*Extracted data:*
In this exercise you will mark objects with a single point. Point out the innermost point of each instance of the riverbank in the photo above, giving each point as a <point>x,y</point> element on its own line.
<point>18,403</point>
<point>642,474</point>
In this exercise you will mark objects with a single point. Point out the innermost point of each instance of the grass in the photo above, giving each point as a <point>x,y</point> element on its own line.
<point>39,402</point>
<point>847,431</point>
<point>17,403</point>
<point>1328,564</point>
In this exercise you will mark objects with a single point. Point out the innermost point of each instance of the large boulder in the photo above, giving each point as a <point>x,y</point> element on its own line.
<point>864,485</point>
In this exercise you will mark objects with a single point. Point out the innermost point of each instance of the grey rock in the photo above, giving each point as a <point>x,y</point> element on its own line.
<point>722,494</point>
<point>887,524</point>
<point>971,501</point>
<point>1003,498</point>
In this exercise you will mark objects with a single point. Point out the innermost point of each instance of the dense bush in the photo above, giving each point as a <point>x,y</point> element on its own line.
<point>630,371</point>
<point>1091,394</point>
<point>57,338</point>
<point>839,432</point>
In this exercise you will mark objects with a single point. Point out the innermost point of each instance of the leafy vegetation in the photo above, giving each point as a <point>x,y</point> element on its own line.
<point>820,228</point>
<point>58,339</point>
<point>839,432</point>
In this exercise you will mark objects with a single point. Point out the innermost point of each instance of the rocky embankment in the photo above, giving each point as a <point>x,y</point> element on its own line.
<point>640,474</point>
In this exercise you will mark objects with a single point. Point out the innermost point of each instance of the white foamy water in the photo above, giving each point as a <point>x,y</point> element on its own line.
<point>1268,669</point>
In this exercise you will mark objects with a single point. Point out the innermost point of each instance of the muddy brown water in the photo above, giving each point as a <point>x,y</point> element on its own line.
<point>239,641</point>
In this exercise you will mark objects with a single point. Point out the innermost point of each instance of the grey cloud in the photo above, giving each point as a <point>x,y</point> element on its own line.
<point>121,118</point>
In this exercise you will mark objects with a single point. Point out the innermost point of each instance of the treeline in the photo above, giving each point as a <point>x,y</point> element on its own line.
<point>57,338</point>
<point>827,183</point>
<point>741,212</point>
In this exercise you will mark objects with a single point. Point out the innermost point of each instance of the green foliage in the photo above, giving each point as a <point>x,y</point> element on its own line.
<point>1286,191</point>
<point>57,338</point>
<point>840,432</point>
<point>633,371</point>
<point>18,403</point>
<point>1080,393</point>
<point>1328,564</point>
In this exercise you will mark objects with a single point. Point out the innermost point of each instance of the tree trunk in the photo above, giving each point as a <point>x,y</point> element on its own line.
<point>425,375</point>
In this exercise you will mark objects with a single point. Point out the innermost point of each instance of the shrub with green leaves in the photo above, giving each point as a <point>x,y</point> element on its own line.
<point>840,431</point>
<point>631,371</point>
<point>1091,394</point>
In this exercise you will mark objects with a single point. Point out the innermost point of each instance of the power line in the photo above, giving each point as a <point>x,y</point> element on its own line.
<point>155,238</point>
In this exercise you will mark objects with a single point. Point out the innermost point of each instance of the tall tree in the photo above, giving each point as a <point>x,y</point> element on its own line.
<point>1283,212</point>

*Do this:*
Copy out all the records above word for word.

*Final result:*
In this exercise you will mark objects with a single point. Point out the innermost point of each instance of the riverbank in the photo above, giving each point as a <point>x,y</point> element on its own line.
<point>18,403</point>
<point>642,474</point>
In this exercise you will mark objects with a single point. Point out the innermost point of each instance of the grass in the photo above, giving each point as a <point>x,y</point> element on its own line.
<point>39,402</point>
<point>847,431</point>
<point>17,403</point>
<point>1328,564</point>
In this exercise you will mark objects with a single point. Point out the innermost point of each instance of the large boulder in the photo above, giving each point as a <point>x,y</point> element on its own line.
<point>864,485</point>
In this exercise you will mark objects with a single point. Point out the innermost point of each instance of the grey rock in the photo above, giving each point as a <point>x,y</point> element on its own line.
<point>722,494</point>
<point>887,524</point>
<point>971,501</point>
<point>1003,498</point>
In this exercise you will mark objects with a single point. Point out the innermost point of each instance of the dense bush in the photo above, giving each point as a <point>x,y</point> element on its own line.
<point>630,371</point>
<point>1091,394</point>
<point>57,338</point>
<point>839,432</point>
In this exercise you will mark objects with a single point. Point out the innermost point of each instance of the leafy vegetation in the photo above, giving each point as a <point>x,y</point> element on its own line.
<point>820,228</point>
<point>58,339</point>
<point>839,432</point>
In this exercise you will mark objects with a single point. Point out the innermost point of each instance of the rocky embankment in the photo above, giving each point as a <point>x,y</point> element on its own line.
<point>640,474</point>
In this exercise you will mark objects with a single point. Point out the innermost point of each instance of the white foamy water in the photo above, giving each point as a <point>x,y</point> element on its own line.
<point>1268,669</point>
In this exercise you will mark objects with a single point. Point out the innermost point of each instance of the muddy brown water in the photo above, giving each point as a <point>x,y</point> element on its own line.
<point>239,641</point>
In this exercise you will mark objects with a single point. Point out the innermost point of each instance of the grey cloud in the photo above, giving each point as a <point>x,y</point> element on its own line.
<point>121,118</point>
In this exercise you will mark objects with a single point. Point out the innermost point of each instance of the treeline in the photo above, giving each point as a <point>x,y</point> element on its own line.
<point>57,338</point>
<point>827,183</point>
<point>741,212</point>
In this exercise you will mark objects with a single point. Point out the innermost point of each instance of the green foliage in the photo above, giving each point as a <point>x,y</point> element on its own line.
<point>1286,191</point>
<point>57,338</point>
<point>840,432</point>
<point>633,371</point>
<point>18,403</point>
<point>1080,393</point>
<point>1328,564</point>
In this exercise you will mark objects with a single point. Point out the innermost point of each instance of the tree trunk in the photo above, giving each point as a <point>x,y</point> element on its own line.
<point>425,375</point>
In this exercise you will mark objects with a single point. Point out the innermost point of each instance of the shrub with green leaves in the photo above, giving each point as a <point>x,y</point> element on its own line.
<point>840,431</point>
<point>631,371</point>
<point>1091,394</point>
In this exercise you will mark objects with a single point. Point out the innermost point of each instance of the power line in the photo above, giving each point as a <point>x,y</point> element on its own line.
<point>155,238</point>
In this exercise you will mark objects with a single point. Point out the innermost point of each instance of the tall tree in the photo above, giving each point as a <point>x,y</point> element on its own line.
<point>1283,212</point>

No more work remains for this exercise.